Image object location rows

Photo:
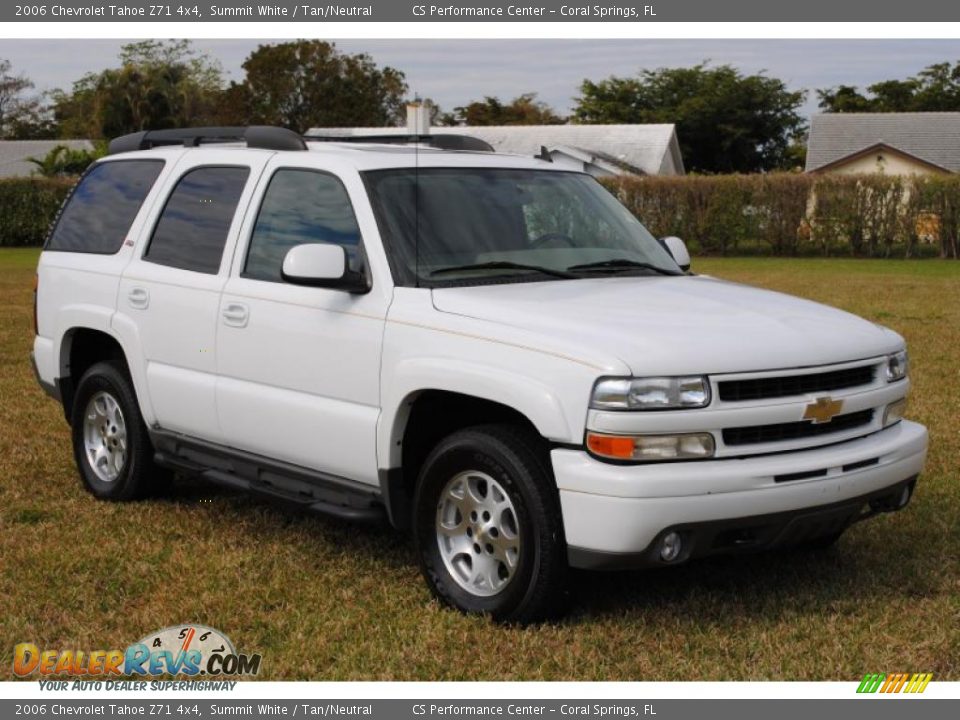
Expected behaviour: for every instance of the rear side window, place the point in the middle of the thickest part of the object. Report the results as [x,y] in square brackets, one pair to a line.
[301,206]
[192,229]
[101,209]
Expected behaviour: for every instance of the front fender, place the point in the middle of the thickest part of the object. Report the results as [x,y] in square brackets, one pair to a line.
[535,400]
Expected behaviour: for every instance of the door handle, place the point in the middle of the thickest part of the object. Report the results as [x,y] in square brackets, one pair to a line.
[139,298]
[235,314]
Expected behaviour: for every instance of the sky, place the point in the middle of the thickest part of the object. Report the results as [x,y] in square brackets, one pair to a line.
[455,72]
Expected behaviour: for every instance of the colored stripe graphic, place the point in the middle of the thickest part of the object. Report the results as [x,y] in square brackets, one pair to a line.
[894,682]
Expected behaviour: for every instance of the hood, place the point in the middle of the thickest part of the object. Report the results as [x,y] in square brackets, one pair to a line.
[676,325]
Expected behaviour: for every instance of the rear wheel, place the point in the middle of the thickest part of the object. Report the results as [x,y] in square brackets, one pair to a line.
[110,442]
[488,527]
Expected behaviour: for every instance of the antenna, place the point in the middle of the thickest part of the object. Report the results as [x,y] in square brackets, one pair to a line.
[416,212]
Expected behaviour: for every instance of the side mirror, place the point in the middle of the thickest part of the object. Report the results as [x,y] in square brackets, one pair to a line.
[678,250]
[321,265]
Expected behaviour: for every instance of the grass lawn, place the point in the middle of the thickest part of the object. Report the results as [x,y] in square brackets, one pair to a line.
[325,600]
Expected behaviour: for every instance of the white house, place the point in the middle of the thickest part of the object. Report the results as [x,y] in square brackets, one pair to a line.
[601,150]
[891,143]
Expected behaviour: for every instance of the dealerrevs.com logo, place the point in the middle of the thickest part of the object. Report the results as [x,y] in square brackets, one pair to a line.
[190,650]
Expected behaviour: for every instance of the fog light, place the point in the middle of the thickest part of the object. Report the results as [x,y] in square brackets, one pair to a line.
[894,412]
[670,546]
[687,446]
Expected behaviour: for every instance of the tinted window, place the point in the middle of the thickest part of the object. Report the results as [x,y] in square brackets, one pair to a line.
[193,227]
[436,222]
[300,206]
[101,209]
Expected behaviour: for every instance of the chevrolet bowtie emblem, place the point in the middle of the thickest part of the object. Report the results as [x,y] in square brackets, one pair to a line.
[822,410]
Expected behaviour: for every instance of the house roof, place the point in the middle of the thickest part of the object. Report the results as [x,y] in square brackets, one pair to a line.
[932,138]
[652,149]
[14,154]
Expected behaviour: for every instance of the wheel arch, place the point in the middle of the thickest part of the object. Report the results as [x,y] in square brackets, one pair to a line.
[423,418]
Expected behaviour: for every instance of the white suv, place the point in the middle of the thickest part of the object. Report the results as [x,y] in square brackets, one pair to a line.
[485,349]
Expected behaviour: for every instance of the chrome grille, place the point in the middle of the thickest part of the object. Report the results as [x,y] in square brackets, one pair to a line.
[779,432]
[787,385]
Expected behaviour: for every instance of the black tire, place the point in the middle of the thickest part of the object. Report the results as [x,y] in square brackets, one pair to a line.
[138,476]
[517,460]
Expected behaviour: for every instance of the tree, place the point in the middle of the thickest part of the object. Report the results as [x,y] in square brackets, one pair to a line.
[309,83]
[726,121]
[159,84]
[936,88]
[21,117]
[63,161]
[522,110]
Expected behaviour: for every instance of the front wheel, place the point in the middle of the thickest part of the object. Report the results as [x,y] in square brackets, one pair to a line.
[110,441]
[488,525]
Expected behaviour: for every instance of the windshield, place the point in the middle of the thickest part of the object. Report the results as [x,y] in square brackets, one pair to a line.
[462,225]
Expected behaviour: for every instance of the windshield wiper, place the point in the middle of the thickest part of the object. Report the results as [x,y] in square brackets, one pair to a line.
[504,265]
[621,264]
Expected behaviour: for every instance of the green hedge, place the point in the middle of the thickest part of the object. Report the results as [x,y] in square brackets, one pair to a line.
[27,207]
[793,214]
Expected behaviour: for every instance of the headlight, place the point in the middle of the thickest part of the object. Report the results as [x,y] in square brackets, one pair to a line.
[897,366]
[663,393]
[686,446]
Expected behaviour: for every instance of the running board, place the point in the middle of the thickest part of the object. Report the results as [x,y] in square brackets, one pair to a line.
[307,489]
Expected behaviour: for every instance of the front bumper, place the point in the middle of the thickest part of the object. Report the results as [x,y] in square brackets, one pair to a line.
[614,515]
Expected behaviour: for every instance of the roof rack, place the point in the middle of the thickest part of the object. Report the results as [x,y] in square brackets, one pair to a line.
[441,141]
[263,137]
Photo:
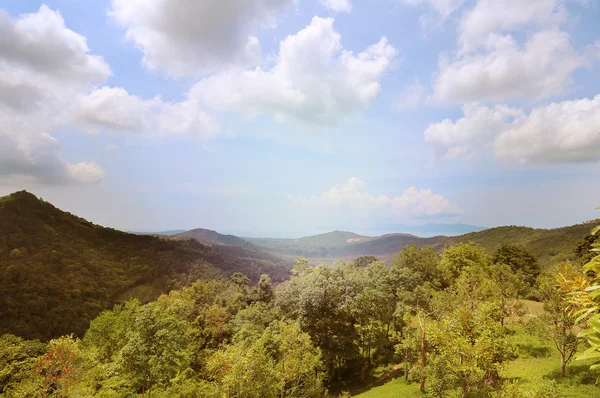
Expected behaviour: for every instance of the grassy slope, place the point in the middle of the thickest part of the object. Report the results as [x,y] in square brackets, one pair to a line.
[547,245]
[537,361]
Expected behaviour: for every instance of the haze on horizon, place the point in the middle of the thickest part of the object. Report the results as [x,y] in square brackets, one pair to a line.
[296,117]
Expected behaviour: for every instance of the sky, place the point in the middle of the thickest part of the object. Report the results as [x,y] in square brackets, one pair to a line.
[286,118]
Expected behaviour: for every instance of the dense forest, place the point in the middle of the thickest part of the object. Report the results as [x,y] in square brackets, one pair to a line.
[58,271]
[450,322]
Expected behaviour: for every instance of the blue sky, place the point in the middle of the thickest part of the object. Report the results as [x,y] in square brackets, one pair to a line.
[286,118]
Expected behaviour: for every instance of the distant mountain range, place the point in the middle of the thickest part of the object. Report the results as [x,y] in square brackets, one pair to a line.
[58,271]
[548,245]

Objective: Copy out every line of the rows above word for word, but leave out the pictures.

Exercise response:
Photo:
Expected behaviour: for every instance of the rear side window, place the point in the middle of the thickest part of the object. Report the results as [x,y] in square brackets, one pair to a line.
[301,206]
[192,229]
[101,209]
Expected behaviour: for every instance of the front fender, place the point in the middle of the thickest part of the object. Report the results as [x,y] in square brackets, one pair to a line.
[535,400]
Expected behaviour: for every instance of the door handle, place the point in the middle of the thickest part of the object. Report the results as [x,y] in square brackets, one pair to a line.
[139,298]
[235,314]
Expected behaviour: for every instance of the sky, place the point in the middle of the thickest part of the object. Report the results as [x,y] in square brackets, one pair to a line.
[455,72]
Expected behaviour: for every instance of the colored stripe graphic, place the point in the middle of the thickest part of the object. Report the results as [x,y] in square brackets, one pair to a line.
[894,682]
Expected behaviour: for every instance of the hood, place the point in the middle of the thickest part of the object. Report the results as [x,y] in square brackets, one pair to a line.
[676,325]
Expected behaviour: for every instance of the rear wheel, place the point in the middle of the thickest part of the object. Report the results as [x,y] in square brackets, one pair to a line.
[110,442]
[488,527]
Expected behaviour: for every instance of the antenna, place the point in the middle of the thickest part of the object. Report the results as [x,y] in square brackets, one pair to a line.
[416,212]
Expected behaviour: for every instance of the side mirror, place the point in the middle of the thickest part of the object. Report the results as [x,y] in square brackets, one pair to a line.
[678,250]
[321,265]
Expected behaviour: for every instance of the grass lawn, place the point in the middle of the thickest part of the object. Report the results as [x,y] in square brackets, one pair to a line.
[325,600]
Expected behaviour: for every instance of the white house, place the point in the middle of the thickest part of the object. Report the results as [x,y] in square brackets, one pair to a line.
[601,150]
[891,143]
Expected behaviour: for every instance of the dealerrevs.com logo, place the point in the middle of the thickest part of the object. Report the results as [x,y] in square brackets, one pair to a line.
[190,650]
Expected behaviour: for every instance of the fog light, place the point in the middle of the thickest part of the object. Report the results as [x,y] in square brackets, one pair to a line.
[894,412]
[670,546]
[687,446]
Expected behaviour: for every instance of the tinted window, place the point in the middle of the thickest part of the object. Report the results as [x,y] in square brackets, one pair to a line.
[193,227]
[436,222]
[300,206]
[101,209]
Expected behaviour: for every instance of the chevrolet bowtie emblem, place the point in the middle of the thickest part of the object. Report the results as [x,y] in square brackets, one pair to a line.
[822,410]
Expected behaviour: for every instance of the house roof, place the point in the middle of the thickest part of the object. Report the results as [x,y] in square brackets, one pair to a line.
[932,138]
[652,149]
[14,154]
Expected behaviour: for every instance of the wheel arch, place the point in the middle of the thickest part of the object. Report the results as [x,y] in square brackets, one pair to a line.
[423,418]
Expected behaviour: for every instance of the white suv, place the point in the middle of the thickest part of the object. Report the results as [x,y] in square brackets, one pair to a line.
[485,349]
Expected behaviour: for every instance of the chrome grille, place the point in the middle of the thickest part of the object. Report the results as [x,y] in square brackets, one pair to a line.
[779,432]
[787,385]
Expected behaviour: for every instance of the black tire, place the point in the middle of the thickest part of the object. Report the results as [x,y] in square brackets, one pair to a line.
[138,476]
[517,460]
Expected behaviour: for every instance of the tree, place the point in the middle of the thickest part of the object. Report the results as [x,y] in square brackets, one pair to a line.
[309,83]
[726,121]
[159,84]
[936,88]
[21,117]
[63,161]
[522,110]
Expected behaviour: for every instance of the front wheel, place the point in the middle of the thickest part of the object. Report the results as [x,y] in square brackets, one pair to a line.
[110,441]
[488,525]
Expected behaviour: for every instance of the windshield, place the point in the middle of the thickest part of the object. Report the results as [x,y] in square brackets, one pair to a line.
[462,225]
Expected behaviour: for every instance of the windshield wiper, place the point in the middle of the thickest part of the object. Report the results as [x,y] in square brackets, one pair to a line.
[504,265]
[621,264]
Expected behaviour: for every instance of the green hedge, place the point in the middle of the thickest part of the object. Report the results as [x,y] in square brackets, one pair to a line.
[27,207]
[793,214]
Expected behaviour: for every instance of the headlight, place the point in the middle of the thickest part of the object. Report the results as [x,y] in square brackets, one pair to a line.
[897,366]
[663,393]
[686,446]
Expected behaviour: for every instance of the running board, place the point in the middle of the thickest part of the object. Report the results as [x,y] in square brackets, one pair to a line.
[307,489]
Expected behaviour: for every instance of the front bumper, place the point in the middle of the thickest part of the object. Report the results as [x,y] in square brackets, one pair to a line.
[614,515]
Expected behaviour: for every instance of the roof rack, place the point in the middle of the thickest part of the object. Report the results as [x,y] in square brackets, one pair to a line.
[441,141]
[263,137]
Photo:
Expected behaviour: for every instance of the grassy slope, place the point in the middle of the thickest part of the object. Report the results as [x,y] in square brackets, one pair to a line.
[547,245]
[537,361]
Expected behaviour: for every instance of the haze on horizon, place the point in the middle of the thickest part of the object. Report the results as [x,y] in square brackets, one pair to a line.
[296,117]
Expected behaviour: for every instance of the sky, place the point in the middle of the thickest part of the object. Report the results as [x,y] in square brackets, one pair to a line.
[286,118]
Expected behaviour: for every instance of the dense forest, place the point in the middle of the thickest part of the object. Report the results as [x,y] in square brackets, one pair to a line.
[58,271]
[450,322]
Expected behaviour: for every instance of the blue sky, place the point in the middle of the thickest part of the object. Report the results as [x,y] in square brackets, one pair to a line.
[286,118]
Expected behaviour: for every instance of the distant mountain range, place the point in the middle of the thickest part of the object. Report the results as [x,y] in square brackets, one pair to a line.
[58,271]
[548,245]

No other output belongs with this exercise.